*Work item*: Retype verbatim the lines of the listing, from the very first through the line with "The service SHOULD place a point on the arm, one".

*Given information*:
● ● ● ●

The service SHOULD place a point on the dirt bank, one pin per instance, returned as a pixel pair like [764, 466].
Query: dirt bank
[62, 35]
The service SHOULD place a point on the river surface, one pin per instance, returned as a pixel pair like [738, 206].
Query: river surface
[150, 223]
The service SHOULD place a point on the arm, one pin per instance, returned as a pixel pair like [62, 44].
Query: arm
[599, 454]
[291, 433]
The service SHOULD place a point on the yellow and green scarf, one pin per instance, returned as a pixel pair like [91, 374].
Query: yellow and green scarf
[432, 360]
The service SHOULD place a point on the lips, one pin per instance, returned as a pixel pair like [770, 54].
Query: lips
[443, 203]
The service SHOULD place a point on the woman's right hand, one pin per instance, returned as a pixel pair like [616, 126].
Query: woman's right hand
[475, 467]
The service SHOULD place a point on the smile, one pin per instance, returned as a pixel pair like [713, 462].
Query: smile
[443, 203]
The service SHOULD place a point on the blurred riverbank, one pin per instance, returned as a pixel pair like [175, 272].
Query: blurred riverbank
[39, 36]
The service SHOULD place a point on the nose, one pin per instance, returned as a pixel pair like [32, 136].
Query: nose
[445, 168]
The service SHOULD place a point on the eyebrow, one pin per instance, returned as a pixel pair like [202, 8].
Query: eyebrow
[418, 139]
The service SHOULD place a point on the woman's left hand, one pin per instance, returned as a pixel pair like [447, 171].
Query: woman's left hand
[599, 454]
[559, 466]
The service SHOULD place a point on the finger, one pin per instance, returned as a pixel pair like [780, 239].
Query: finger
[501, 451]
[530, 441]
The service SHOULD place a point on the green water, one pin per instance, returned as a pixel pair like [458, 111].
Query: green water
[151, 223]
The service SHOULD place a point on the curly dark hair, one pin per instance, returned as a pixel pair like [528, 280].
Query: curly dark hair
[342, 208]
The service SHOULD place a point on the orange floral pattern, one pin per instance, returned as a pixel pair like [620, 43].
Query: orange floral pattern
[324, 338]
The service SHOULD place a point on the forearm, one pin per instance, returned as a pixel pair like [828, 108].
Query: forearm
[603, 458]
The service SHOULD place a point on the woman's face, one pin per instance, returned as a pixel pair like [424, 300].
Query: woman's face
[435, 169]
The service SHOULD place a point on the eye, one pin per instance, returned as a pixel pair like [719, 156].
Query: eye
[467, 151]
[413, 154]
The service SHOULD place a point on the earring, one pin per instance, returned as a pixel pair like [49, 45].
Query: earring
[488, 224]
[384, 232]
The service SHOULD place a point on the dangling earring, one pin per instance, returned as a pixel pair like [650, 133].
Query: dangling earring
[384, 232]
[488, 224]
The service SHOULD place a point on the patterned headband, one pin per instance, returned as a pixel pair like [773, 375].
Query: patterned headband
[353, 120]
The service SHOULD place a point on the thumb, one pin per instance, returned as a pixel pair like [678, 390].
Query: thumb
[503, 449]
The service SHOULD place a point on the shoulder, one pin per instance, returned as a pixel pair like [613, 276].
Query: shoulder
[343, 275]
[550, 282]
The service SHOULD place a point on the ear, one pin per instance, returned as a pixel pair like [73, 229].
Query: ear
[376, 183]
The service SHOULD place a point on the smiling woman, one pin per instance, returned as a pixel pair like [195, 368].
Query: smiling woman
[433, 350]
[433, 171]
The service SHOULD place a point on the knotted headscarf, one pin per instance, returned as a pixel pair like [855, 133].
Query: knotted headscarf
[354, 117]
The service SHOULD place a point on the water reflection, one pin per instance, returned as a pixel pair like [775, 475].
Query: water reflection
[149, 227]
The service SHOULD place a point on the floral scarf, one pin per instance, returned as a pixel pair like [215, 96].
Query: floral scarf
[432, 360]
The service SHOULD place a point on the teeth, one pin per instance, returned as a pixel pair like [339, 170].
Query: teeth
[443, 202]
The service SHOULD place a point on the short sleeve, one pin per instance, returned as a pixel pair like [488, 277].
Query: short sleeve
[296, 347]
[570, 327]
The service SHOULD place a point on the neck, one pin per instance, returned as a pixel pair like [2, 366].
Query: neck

● ● ● ●

*Result*:
The service SHOULD place a point on the dirt bank, one pin per instance, returned as a pixel pair like [764, 466].
Query: dirt bank
[62, 35]
The service SHOULD place a point on the river surface, one pin per instance, returned as a pixel pair like [738, 206].
Query: river surface
[150, 223]
The service SHOULD place a point on the arm, one pin per instance, returned as a pixel pair like [62, 44].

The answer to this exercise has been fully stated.